That same fateful day, he met another young copywriter in the advertising business, Hugh Hefner. Impressed by Neiman’s work, Hefner requested that the artist do an illustration for the first issue of his new “men’s entertainment magazine.” Neiman was soon after promoted to the position of Playboy Magazine’s official Artist in Residence. “My art friends warned, ‘Watch out LeRoy, that’s the first step down a slippery slope. You have to decide if you want to be a serious artist or associated with tits and ass,’” recalled Neiman in his memoir. “I didn’t see it that way, and in any case, I was irresistibly drawn to the subject matter and scene.”

This marked Neiman’s shift from a bohemian post-art school existence to the glamorous life of an in-demand artist. After fifteen years in Chicago, Neiman relocated to New York City in 1963, and over the next forty years, became internationally known for his splashy images.

Raw records =
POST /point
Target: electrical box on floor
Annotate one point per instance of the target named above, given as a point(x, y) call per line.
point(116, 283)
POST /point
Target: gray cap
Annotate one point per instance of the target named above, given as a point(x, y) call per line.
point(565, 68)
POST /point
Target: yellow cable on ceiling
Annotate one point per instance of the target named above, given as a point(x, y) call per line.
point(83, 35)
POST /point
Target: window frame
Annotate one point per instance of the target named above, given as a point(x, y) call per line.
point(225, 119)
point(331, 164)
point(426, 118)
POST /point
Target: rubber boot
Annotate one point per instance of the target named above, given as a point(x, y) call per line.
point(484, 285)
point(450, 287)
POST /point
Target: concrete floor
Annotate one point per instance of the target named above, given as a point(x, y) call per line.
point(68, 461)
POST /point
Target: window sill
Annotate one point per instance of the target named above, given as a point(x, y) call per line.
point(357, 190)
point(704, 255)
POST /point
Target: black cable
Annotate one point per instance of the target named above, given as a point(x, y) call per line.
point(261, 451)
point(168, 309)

---

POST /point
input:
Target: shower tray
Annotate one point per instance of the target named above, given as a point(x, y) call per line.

Task prompt =
Continue the passage about LeRoy Neiman's career, picking up right after its last sentence.

Response to the task =
His commercial success and charismatic attitude proved to be of little interest to the mainstream critical establishment. While his work garnered some positive national attention early in his career, the critical recognition quickly disappeared. When pressured to discuss Neiman’s art, critics expressed the view that it was simply empty in meaningful content and aesthetically tasteless.

“It wasn’t until the late 60s that I fully realized I had been eliminated from serious consideration as a fine artist,” explained Neiman in his memoir. “If the critics didn’t like it, to hell with them…. I was proud of my brash new style.” And Neiman certainly wasn’t the only one who didn’t care much what the critics thought — According to the New York Times, at the time of his death, the total sales of original and reproduced Neiman works earned him a gross annual revenue of tens of millions of dollars.

Neiman mixed and matched stylistic elements absorbed from a variety of sources with the intention of capturing a sense of immediacy and dynamism in his paintings. Along with his use of flashy, contrasting colors, these various elements provide his paintings with a peculiar timeless but modern quality, something familiar yet otherworldly. If nothing else, Neiman’s accomplishment lies in the fact that he invented a distinctive artistic style that was esteemed by a vast range of people.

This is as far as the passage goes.